◆ **Given entries**
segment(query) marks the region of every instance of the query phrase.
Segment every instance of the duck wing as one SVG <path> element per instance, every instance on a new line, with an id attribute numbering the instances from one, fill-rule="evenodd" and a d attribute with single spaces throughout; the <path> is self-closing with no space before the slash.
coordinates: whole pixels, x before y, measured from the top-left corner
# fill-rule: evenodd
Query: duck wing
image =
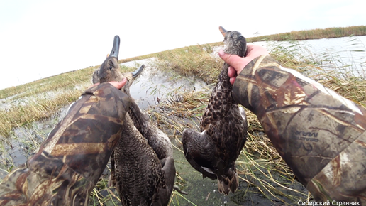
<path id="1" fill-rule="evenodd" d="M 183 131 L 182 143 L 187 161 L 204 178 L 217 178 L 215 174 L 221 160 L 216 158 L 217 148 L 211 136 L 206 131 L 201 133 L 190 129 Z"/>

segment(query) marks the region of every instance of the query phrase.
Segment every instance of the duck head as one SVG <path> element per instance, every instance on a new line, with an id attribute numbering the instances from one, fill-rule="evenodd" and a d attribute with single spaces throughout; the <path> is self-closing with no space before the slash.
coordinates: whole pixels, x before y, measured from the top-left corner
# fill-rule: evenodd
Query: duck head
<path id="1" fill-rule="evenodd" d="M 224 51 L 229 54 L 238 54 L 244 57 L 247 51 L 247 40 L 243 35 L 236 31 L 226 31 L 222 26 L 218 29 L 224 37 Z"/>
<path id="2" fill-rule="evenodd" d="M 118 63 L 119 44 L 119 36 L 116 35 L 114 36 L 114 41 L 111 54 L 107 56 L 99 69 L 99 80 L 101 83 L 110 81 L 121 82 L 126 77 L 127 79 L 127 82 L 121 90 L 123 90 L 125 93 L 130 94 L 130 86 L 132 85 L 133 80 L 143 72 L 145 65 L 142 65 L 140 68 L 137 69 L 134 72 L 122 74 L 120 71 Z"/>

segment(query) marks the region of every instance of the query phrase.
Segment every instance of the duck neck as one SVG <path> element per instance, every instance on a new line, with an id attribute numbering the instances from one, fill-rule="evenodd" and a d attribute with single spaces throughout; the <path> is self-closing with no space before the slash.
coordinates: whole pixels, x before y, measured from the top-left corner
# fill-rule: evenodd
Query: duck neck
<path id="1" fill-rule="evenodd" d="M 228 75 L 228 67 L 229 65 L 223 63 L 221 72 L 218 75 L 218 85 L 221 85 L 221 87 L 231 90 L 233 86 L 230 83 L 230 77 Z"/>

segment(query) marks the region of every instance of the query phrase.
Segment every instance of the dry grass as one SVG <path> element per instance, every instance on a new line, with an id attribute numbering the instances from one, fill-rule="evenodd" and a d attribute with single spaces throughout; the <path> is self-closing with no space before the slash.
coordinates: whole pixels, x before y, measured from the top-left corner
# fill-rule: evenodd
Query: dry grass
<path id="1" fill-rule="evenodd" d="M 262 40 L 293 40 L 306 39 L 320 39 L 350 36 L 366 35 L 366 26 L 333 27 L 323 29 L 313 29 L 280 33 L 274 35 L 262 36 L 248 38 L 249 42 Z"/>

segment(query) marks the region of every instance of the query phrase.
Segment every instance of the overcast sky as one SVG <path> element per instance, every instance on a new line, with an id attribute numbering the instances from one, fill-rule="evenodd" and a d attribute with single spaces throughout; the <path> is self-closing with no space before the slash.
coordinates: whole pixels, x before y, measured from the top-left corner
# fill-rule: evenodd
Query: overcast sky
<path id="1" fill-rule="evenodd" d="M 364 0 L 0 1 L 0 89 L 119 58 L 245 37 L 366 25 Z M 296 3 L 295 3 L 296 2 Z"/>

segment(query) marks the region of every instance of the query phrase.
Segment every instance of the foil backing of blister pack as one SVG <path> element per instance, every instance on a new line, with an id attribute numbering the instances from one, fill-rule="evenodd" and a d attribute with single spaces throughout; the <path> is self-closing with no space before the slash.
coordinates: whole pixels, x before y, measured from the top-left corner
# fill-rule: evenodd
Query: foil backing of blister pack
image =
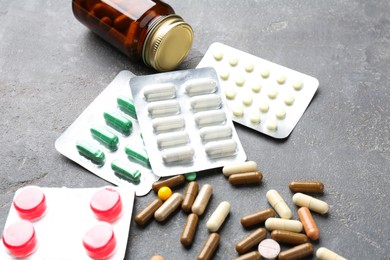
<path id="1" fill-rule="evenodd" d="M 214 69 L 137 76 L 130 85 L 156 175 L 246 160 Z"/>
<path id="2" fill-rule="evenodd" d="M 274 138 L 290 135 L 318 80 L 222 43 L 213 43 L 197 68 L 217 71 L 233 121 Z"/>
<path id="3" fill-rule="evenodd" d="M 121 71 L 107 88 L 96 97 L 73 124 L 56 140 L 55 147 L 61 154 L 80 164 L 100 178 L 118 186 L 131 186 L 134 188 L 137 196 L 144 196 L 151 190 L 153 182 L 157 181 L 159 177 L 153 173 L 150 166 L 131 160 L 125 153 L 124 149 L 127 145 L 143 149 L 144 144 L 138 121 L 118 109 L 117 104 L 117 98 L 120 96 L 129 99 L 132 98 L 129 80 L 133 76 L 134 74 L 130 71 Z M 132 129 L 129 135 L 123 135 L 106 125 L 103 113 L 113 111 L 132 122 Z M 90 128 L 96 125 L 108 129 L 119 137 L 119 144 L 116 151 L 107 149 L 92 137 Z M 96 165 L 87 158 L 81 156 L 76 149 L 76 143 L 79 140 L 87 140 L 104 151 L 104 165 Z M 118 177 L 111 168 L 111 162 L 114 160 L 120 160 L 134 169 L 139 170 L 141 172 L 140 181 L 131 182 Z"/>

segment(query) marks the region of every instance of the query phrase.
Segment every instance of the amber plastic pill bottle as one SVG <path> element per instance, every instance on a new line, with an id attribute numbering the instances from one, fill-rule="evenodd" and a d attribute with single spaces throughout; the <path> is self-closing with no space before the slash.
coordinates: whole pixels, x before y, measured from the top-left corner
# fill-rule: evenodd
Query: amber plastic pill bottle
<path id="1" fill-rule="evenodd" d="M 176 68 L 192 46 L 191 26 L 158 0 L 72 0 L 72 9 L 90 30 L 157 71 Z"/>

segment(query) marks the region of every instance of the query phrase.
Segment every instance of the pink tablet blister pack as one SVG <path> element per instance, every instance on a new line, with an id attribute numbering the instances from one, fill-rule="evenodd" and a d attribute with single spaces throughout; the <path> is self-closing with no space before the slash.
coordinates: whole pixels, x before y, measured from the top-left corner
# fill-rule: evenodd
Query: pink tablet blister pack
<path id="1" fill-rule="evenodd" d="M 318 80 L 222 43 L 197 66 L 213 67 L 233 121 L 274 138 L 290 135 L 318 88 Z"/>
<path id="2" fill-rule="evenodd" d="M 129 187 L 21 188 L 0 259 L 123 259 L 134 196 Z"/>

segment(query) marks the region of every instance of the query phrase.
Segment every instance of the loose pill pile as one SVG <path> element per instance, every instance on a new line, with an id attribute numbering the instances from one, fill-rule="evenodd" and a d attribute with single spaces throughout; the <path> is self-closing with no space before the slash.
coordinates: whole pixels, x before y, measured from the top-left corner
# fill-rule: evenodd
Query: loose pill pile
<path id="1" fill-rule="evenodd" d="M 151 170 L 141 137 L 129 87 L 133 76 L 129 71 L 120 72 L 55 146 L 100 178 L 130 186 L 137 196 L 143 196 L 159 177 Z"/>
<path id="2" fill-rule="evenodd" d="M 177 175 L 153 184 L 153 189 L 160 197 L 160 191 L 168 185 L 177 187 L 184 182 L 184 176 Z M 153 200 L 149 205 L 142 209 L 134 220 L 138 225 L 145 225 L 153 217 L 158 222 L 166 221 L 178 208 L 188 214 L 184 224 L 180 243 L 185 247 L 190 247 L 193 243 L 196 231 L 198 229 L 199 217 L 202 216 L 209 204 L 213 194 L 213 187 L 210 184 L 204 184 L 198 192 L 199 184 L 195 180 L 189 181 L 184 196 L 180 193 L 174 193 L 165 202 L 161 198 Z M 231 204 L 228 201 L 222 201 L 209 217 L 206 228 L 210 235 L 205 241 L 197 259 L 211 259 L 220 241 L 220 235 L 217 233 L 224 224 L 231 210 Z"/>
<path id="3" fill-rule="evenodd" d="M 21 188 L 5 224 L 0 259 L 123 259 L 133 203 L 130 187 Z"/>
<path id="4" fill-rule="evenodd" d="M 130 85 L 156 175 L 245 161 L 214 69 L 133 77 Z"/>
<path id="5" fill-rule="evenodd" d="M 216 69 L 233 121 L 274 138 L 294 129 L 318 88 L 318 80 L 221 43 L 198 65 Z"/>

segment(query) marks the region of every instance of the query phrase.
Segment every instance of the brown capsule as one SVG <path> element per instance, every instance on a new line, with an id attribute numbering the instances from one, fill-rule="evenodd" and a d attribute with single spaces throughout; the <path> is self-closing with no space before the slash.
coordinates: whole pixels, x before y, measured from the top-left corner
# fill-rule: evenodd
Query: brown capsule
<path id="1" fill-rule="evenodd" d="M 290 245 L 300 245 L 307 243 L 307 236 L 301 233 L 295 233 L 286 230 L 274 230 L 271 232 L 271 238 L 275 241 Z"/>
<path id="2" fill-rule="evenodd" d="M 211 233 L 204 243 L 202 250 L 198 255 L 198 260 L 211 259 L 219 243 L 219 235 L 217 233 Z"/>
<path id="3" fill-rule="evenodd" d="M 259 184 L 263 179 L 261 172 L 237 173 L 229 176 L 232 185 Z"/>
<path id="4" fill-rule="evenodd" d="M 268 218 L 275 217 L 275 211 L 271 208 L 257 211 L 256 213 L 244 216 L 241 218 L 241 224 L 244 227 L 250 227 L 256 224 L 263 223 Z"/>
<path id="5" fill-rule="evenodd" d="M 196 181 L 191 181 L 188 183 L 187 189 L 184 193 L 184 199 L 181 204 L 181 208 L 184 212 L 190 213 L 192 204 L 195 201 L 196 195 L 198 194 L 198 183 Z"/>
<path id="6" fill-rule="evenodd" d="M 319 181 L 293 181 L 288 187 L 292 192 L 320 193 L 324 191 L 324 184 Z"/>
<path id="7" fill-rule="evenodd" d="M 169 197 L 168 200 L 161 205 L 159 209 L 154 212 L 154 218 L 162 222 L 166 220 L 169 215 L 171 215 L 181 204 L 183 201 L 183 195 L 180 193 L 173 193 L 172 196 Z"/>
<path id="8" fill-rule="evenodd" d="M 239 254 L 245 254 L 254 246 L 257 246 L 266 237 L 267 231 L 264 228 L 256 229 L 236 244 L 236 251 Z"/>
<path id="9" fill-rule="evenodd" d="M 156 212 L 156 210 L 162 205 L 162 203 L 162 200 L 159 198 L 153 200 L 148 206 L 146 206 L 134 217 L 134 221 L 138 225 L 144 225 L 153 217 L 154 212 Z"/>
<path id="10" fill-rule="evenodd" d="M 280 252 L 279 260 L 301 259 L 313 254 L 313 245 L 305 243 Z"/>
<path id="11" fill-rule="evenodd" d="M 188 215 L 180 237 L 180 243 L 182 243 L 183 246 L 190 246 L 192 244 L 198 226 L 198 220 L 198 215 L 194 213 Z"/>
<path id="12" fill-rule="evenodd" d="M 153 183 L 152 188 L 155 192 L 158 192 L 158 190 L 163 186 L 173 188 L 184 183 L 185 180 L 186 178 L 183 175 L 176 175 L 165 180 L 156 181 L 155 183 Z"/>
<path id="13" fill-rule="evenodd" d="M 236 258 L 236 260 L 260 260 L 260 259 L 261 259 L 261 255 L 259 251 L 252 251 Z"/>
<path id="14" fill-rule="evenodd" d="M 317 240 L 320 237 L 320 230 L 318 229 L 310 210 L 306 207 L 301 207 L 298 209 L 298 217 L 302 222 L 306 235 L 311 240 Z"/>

...

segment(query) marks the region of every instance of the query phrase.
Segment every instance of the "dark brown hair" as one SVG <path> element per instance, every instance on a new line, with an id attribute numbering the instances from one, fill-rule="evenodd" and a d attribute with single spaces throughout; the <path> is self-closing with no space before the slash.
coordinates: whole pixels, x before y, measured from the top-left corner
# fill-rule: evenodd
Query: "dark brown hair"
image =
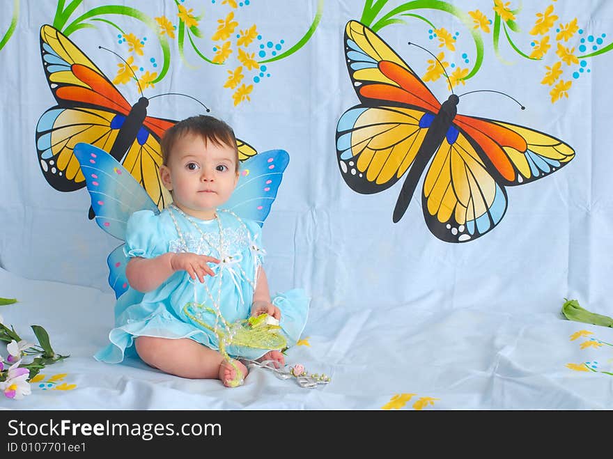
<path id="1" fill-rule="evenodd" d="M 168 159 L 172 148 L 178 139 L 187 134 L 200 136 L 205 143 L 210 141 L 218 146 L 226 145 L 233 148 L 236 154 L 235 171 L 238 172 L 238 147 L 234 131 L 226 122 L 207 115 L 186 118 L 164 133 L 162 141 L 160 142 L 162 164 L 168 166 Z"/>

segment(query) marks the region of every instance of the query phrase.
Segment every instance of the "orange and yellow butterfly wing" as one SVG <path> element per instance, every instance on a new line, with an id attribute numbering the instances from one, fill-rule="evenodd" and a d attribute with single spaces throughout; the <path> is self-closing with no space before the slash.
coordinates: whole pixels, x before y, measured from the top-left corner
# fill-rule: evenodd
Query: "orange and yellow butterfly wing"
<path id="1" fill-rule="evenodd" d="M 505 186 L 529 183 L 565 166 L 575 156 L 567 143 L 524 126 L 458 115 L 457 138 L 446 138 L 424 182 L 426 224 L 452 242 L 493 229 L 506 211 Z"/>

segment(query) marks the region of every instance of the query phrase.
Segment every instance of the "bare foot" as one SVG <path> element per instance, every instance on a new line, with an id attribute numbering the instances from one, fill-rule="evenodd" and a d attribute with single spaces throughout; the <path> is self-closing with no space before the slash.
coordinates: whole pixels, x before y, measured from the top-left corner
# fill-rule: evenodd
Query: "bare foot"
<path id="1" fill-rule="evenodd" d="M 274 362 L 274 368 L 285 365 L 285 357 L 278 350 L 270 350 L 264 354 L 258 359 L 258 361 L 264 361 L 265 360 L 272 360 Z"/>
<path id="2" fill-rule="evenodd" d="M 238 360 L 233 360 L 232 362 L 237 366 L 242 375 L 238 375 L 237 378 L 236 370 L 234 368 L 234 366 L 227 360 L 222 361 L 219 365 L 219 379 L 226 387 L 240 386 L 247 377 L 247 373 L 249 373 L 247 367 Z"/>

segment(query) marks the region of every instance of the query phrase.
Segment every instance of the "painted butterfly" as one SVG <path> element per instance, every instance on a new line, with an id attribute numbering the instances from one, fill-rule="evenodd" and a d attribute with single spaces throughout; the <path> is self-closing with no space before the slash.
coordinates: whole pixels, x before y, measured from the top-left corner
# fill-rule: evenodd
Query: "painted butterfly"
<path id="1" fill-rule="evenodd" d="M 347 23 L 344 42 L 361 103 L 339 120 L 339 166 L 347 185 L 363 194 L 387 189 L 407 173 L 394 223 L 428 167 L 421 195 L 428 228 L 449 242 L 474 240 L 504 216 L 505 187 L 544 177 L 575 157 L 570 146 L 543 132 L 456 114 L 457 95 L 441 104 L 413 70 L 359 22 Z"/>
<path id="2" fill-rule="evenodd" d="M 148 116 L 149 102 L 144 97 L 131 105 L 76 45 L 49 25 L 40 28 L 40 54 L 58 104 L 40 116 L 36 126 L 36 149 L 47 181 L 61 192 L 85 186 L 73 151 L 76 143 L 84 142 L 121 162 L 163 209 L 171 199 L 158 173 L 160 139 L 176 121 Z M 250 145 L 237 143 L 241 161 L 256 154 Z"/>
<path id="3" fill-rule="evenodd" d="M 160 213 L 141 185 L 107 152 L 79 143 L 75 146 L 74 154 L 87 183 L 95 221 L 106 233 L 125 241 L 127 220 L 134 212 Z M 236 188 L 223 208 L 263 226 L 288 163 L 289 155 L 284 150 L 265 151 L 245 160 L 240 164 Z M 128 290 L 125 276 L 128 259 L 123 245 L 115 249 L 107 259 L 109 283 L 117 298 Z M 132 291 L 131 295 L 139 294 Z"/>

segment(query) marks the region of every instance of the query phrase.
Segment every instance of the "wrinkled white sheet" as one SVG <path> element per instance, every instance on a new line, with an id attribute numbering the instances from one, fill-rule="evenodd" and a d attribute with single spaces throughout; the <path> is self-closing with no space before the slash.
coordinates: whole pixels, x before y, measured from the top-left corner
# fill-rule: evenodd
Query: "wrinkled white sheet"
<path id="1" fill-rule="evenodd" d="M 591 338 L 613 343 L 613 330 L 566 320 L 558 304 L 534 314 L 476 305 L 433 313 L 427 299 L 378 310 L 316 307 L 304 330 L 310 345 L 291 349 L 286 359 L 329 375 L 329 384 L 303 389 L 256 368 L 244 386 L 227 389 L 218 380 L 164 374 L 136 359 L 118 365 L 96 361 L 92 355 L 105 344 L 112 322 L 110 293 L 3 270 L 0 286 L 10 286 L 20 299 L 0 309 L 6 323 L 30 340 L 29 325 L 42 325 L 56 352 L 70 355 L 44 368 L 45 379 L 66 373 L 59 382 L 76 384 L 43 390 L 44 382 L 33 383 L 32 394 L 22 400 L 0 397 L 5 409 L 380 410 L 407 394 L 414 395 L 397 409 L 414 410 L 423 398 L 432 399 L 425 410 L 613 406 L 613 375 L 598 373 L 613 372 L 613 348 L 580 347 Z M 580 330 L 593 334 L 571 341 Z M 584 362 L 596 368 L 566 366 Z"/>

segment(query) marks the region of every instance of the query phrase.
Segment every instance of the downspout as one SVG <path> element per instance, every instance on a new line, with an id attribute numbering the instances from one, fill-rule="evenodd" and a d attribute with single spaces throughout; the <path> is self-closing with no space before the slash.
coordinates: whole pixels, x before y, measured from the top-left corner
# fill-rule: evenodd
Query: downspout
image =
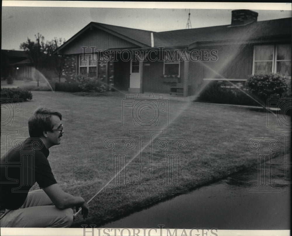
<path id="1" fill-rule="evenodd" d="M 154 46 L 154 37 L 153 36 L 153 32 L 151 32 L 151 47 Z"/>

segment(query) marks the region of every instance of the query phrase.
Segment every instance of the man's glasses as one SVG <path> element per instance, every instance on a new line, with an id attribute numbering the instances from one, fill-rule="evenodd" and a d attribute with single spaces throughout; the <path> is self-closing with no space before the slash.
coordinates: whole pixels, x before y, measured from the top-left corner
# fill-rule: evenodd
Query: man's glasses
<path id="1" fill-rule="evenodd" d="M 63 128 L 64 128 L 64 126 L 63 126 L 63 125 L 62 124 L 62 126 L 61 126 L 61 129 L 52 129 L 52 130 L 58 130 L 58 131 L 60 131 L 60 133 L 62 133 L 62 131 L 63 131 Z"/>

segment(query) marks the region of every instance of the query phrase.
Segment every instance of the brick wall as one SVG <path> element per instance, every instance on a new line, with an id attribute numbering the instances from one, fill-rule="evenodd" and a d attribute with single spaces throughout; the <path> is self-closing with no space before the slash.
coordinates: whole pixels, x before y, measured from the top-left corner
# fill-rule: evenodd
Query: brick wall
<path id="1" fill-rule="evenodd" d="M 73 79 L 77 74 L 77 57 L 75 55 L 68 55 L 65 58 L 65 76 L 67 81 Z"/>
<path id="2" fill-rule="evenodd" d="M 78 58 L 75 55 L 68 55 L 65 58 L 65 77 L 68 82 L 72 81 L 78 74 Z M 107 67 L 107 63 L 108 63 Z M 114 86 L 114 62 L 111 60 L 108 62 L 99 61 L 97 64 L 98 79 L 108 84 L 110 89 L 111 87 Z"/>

◆ **Written request**
Can you gather every row above that contains the string "loose" and copy each one out, treating uppercase and lowercase letters as different?

◆ **Task answer**
Segment every instance of the loose pill pile as one SVG <path> element per instance, every instance on a new line, with an id attribute numbering the instances from one, fill-rule="evenodd" and a d attribute with single spaces throughout; the <path> is self-closing with no space before the slash.
Query: loose pill pile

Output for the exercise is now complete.